START

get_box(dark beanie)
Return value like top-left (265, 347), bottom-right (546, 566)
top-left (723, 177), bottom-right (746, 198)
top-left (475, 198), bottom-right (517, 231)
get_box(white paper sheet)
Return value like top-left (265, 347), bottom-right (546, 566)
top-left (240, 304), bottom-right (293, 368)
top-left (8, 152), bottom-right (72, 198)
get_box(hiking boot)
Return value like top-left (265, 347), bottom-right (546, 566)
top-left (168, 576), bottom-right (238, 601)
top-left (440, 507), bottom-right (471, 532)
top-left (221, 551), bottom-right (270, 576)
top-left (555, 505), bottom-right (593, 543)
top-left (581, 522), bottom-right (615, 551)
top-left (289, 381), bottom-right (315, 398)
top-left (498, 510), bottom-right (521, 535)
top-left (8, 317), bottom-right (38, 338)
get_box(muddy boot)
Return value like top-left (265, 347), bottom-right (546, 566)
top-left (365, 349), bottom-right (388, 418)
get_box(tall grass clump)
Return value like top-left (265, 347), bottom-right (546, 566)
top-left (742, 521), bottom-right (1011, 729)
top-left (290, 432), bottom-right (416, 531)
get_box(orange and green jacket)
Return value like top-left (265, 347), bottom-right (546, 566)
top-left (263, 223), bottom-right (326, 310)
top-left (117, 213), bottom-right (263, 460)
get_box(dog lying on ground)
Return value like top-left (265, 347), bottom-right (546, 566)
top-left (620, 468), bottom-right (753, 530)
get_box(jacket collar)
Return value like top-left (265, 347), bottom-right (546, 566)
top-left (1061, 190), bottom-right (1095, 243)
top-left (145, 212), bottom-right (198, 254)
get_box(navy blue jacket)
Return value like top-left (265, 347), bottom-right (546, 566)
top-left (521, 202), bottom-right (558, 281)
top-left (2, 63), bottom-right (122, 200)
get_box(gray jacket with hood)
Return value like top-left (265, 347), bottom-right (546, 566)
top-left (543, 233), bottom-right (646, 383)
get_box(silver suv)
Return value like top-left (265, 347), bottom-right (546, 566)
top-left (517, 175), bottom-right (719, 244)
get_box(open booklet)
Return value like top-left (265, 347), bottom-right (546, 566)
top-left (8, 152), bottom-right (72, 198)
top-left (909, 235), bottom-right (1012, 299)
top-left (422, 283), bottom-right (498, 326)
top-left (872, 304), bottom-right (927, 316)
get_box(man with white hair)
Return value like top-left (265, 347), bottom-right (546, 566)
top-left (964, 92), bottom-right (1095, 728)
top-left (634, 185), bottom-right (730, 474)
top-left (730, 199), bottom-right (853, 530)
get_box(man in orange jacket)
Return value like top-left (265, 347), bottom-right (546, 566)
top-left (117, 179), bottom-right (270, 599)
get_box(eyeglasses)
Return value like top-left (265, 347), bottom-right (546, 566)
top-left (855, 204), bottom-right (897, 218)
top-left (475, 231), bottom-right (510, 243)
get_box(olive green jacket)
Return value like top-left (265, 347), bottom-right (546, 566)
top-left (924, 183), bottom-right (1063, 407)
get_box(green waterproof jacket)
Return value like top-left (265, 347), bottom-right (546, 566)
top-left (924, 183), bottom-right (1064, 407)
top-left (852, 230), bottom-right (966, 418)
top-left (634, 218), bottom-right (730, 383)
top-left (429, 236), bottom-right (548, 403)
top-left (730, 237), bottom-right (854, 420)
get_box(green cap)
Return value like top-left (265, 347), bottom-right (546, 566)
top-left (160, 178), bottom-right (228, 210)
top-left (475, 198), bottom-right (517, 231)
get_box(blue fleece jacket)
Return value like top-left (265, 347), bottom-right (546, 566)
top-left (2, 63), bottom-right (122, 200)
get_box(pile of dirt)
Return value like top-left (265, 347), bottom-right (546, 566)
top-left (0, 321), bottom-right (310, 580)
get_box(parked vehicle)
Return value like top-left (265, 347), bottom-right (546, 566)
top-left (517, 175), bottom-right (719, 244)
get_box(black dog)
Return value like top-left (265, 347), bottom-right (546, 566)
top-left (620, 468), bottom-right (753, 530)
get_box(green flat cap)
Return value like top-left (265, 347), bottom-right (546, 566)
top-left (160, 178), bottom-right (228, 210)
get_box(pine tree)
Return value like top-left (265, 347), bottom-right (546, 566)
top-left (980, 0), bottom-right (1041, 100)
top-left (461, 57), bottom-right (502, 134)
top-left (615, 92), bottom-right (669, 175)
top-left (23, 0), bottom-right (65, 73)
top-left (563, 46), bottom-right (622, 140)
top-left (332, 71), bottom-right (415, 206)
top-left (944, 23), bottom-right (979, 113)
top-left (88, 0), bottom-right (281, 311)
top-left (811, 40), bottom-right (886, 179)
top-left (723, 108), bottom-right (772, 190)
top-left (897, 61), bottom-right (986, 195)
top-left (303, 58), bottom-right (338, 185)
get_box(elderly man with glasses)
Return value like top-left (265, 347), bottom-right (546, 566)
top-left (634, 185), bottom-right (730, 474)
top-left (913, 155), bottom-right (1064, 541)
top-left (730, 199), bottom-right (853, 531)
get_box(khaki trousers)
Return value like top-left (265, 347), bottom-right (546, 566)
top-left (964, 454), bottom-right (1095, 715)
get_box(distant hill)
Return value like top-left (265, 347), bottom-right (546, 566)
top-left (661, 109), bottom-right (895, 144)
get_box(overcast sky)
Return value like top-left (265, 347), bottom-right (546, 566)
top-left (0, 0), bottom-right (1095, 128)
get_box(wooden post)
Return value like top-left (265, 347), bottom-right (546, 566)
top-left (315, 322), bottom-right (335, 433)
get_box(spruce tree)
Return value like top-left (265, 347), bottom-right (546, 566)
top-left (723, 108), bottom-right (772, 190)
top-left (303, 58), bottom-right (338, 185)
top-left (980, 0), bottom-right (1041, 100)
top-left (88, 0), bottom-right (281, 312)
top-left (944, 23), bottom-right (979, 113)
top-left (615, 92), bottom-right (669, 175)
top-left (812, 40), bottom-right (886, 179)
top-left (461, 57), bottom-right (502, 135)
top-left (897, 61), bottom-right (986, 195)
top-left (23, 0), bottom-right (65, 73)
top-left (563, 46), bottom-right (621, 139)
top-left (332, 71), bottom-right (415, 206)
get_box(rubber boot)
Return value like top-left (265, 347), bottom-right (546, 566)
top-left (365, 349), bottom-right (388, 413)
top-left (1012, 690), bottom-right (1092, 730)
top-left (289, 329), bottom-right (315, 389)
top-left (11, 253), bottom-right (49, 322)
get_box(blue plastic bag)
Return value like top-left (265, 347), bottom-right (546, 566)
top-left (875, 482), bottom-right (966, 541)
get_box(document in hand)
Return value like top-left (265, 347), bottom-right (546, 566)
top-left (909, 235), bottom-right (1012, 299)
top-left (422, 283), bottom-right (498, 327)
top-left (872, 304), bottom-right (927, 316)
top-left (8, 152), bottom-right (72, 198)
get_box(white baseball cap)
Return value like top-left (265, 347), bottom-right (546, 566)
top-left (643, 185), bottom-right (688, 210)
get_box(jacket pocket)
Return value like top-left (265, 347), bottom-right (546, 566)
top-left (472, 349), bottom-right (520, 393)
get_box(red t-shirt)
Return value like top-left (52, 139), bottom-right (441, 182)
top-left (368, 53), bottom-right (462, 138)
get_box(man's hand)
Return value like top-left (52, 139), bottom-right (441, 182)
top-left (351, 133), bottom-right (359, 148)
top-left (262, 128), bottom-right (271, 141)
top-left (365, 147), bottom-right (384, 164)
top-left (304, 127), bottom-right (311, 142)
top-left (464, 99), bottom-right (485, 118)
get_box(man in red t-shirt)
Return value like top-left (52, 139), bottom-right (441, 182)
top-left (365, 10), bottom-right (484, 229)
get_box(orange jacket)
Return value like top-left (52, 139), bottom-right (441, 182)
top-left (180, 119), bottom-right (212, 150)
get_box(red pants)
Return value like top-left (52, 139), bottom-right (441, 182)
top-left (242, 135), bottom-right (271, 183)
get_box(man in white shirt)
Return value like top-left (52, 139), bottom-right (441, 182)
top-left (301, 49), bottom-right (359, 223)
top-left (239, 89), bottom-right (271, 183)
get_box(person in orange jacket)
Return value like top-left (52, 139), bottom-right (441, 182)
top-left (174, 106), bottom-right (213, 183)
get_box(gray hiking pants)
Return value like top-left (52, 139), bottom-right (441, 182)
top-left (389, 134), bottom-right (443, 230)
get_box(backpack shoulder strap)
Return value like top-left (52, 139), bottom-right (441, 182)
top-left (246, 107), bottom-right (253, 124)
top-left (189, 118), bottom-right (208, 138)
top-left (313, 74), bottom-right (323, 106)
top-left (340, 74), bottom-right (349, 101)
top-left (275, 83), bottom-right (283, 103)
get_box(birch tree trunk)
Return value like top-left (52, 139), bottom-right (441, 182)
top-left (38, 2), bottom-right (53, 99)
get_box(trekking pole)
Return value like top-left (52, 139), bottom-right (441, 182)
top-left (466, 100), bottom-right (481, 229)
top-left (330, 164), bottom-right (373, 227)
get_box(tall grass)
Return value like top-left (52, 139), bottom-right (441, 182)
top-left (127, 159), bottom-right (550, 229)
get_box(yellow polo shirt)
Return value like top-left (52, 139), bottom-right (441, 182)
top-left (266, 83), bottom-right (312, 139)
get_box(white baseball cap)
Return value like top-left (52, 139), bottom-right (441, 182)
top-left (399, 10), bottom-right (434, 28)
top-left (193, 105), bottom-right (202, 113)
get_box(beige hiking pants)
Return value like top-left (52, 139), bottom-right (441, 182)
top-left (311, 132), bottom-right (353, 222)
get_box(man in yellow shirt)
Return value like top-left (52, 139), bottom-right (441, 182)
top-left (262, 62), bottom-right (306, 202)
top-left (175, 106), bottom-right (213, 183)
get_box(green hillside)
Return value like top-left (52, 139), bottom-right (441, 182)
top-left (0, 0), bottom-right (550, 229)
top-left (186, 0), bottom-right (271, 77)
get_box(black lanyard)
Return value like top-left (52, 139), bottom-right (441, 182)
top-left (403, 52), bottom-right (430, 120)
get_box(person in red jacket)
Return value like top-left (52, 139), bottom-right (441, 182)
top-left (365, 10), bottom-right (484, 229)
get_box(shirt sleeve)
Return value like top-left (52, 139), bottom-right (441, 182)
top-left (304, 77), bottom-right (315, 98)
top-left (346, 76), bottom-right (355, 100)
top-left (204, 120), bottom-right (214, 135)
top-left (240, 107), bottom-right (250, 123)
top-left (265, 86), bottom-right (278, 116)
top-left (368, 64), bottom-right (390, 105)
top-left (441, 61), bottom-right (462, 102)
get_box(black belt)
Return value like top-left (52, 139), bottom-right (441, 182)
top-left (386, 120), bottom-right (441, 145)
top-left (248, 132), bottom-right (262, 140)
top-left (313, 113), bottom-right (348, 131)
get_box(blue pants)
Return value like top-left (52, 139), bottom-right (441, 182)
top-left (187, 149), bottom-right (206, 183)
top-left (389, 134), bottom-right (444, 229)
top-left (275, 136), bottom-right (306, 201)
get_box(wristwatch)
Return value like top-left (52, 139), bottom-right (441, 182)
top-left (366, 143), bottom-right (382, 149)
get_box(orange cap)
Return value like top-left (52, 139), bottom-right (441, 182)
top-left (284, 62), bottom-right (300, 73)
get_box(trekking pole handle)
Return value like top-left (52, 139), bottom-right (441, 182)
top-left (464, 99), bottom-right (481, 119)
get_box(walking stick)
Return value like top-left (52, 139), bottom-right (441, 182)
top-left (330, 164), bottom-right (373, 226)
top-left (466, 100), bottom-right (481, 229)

END

Your task:
Copy out the rows that open with the line containing "get_box(shirt sleeve)" and close with the line containing "top-left (275, 136), bottom-right (306, 201)". Switch "black belt" to "leather belt" and leave everything else as it is.

The response:
get_box(shirt sleeve)
Return value like top-left (52, 139), bottom-right (441, 182)
top-left (304, 77), bottom-right (315, 98)
top-left (346, 76), bottom-right (355, 100)
top-left (204, 120), bottom-right (214, 135)
top-left (240, 107), bottom-right (250, 123)
top-left (265, 86), bottom-right (278, 116)
top-left (368, 64), bottom-right (390, 105)
top-left (441, 61), bottom-right (462, 102)
get_box(leather belt)
Return value like top-left (52, 139), bottom-right (441, 182)
top-left (386, 120), bottom-right (441, 145)
top-left (248, 132), bottom-right (262, 140)
top-left (313, 113), bottom-right (348, 131)
get_box(blue pants)
Return value like top-left (52, 139), bottom-right (441, 182)
top-left (187, 149), bottom-right (206, 183)
top-left (389, 134), bottom-right (444, 229)
top-left (275, 136), bottom-right (306, 201)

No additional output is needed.